Deux Enfants qui s'aiment - Friends, Lewis Gilbert (1971)

 Un jeune homme, Paul Harrison, fils d'un riche homme d'affaires britannique vivant à Paris, rencontre une belle et jeune orpheline, Michelle Latour. Les deux adolescents quittent Paris pour se rendre en Camargue.

Friends est un objet étonnant dans la filmographie d’un Lewis Gilbert alors au sommet de sa popularité et enchaînant les projets mastodontes. L’immense succès critique et public de Alfie le dragueur (1966) a mis le réalisateur dans de bonnes dispositions auprès du studio Paramount qui produisait le film. La belle tenue de son James Bond On ne vit que deux fois (1967) le montre également capable d’apposer sa patte sur un superproduction d’envergure. Deux immenses projets vont alors lui échapper. Il va longuement travailler sur la préproduction de l’adaptation cinématographique de la comédie musicale Oliver ! avec son auteur Lionel Bart, mais devant par contrat un film à Paramount, il va laisser les rênes du projet à Carol Reed (avec le triomphe que l’on sait) pour aller réaliser Les Derniers des aventuriers pour le studio.

• _EXERCICE PROPOSÉ 1_: Recopiez à l'identique le passage de l'article sur Friends qui va de « Deux Enfants qui » jusqu'à « rendre en Camargue. » inclus.

• _RELEVÉS PRÉSENTÉS_:
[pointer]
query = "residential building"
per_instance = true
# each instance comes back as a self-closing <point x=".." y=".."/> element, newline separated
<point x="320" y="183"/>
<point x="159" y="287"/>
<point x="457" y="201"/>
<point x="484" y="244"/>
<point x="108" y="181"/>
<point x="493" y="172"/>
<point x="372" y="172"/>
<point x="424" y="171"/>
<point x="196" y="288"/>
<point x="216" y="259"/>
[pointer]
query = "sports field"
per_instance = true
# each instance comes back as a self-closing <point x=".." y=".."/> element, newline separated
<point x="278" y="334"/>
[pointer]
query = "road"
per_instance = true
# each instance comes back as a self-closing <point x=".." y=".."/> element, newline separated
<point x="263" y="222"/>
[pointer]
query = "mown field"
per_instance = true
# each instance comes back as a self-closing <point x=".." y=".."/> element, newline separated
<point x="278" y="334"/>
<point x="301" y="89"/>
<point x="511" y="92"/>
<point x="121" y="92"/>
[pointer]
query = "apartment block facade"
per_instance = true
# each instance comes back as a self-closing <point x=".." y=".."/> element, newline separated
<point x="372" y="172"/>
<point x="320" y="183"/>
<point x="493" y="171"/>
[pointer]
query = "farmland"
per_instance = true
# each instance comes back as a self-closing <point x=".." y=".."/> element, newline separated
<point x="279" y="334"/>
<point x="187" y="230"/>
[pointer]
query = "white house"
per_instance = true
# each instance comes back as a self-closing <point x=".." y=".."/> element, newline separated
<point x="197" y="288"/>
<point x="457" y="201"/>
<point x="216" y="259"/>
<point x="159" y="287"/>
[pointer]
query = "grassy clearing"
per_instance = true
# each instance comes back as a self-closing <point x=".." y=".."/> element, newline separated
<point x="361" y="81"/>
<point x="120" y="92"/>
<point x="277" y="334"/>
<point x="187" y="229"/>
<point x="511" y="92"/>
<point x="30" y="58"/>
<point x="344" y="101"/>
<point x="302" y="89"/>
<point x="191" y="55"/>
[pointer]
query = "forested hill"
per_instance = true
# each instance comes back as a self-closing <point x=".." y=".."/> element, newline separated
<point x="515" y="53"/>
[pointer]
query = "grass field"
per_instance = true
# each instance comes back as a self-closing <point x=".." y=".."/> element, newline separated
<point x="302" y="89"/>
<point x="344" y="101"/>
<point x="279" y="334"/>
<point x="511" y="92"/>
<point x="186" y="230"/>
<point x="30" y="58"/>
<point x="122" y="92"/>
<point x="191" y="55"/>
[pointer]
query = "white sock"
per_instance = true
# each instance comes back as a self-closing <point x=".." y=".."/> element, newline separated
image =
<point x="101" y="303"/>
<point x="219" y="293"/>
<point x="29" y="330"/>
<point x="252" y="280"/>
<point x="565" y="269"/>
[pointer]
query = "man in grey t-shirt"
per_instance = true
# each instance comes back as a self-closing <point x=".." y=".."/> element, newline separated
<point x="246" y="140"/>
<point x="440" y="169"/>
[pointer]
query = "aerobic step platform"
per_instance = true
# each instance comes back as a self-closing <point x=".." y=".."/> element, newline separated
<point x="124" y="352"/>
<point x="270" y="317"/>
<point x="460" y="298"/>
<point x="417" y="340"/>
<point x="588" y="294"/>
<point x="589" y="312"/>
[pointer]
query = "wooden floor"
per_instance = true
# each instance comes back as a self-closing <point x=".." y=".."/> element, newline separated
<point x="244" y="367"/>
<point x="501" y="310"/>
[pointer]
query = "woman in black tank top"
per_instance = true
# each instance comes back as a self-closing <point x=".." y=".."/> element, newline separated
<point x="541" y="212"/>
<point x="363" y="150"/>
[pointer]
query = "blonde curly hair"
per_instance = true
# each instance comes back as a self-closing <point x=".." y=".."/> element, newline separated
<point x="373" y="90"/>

• _EXERCICE PROPOSÉ 2_: Quelles lignes de la liste contiennent le mot « field » ? Relevez-les toutes et recopiez-les sans rien y changer.

• _CORRIGÉ COMPLET 1_:
Deux Enfants qui s'aiment - Friends, Lewis Gilbert (1971)

 Un jeune homme, Paul Harrison, fils d'un riche homme d'affaires britannique vivant à Paris, rencontre une belle et jeune orpheline, Michelle Latour. Les deux adolescents quittent Paris pour se rendre en Camargue.

• _CORRIGÉ COMPLET 2_:
query = "sports field"
query = "mown field"
query = "grass field"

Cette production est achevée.